WHAT YOU HAVE TO DO: Only the lines from the one containing "Task: point out the woman's bangs, one" through the one containing "[[73, 85], [108, 19]]" should be printed, exactly as they appear below, with both ends included.

INFORMATION SUPPLIED:
+ + +

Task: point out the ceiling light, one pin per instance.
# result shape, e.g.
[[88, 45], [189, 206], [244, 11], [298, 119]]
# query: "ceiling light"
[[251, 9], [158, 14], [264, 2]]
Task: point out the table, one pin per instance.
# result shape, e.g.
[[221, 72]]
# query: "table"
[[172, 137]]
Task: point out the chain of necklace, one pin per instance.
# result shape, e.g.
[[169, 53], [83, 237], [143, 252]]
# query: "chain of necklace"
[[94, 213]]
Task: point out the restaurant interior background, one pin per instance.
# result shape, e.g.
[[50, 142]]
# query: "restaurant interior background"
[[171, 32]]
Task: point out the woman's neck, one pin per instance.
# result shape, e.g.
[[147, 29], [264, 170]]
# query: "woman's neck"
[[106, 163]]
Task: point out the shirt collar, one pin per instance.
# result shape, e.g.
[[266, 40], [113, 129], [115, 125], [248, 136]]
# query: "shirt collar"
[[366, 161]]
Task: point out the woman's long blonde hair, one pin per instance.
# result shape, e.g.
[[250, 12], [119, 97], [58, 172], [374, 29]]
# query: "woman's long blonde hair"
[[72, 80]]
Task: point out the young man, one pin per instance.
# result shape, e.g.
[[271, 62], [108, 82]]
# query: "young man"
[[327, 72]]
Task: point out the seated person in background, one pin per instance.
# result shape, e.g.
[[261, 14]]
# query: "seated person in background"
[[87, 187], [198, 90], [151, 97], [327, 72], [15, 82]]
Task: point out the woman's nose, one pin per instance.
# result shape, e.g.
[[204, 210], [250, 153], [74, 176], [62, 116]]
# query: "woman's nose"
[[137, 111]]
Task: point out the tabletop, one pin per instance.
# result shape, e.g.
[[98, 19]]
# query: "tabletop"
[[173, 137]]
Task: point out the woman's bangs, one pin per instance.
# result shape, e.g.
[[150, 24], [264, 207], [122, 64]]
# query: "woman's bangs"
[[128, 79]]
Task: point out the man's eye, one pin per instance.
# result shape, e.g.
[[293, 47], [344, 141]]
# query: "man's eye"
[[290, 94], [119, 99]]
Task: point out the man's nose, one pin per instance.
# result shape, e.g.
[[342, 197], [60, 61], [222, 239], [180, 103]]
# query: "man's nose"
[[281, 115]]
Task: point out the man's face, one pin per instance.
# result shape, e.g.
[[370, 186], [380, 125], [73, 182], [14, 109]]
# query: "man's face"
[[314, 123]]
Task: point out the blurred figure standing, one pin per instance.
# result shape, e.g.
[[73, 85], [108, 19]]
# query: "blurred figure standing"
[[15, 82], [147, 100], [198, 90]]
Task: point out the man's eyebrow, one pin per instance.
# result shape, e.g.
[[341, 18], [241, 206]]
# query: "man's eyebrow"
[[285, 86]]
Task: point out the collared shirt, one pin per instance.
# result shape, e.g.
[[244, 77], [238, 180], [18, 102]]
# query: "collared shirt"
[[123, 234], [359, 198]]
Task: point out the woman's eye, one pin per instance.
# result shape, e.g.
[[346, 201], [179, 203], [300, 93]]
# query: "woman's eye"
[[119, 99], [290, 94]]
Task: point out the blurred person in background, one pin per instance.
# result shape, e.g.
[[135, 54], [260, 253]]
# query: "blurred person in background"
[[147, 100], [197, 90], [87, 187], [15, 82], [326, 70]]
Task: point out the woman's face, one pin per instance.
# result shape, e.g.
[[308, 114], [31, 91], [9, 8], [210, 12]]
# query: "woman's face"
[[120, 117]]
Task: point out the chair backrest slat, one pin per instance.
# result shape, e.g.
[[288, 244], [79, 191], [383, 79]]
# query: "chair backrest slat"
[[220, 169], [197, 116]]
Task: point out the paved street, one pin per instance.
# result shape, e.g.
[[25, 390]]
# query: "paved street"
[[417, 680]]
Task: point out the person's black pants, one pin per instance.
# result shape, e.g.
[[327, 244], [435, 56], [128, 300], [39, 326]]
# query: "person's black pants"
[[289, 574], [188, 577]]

+ + +

TASK RESPONSE:
Task: point out the woman's bangs, one pin per instance.
# result shape, e.g.
[[150, 24], [264, 207], [122, 64]]
# query: "woman's bangs"
[[128, 79]]
Task: point out the man's eye, one pin per instance.
# result shape, e.g.
[[293, 47], [344, 141]]
# query: "man's eye"
[[290, 94], [119, 99]]
Task: point out the man's nose, one pin per instance.
# result shape, e.g.
[[342, 197], [60, 61], [222, 239], [180, 103]]
# query: "man's nose"
[[281, 115]]
Task: point out the man's face, one pin per instance.
# result shape, e.g.
[[370, 186], [380, 125], [73, 182], [14, 109]]
# query: "man's face"
[[314, 123]]
Task: point out the blurred figure standing, one pin per instance.
# result shape, e.g.
[[73, 85], [108, 19]]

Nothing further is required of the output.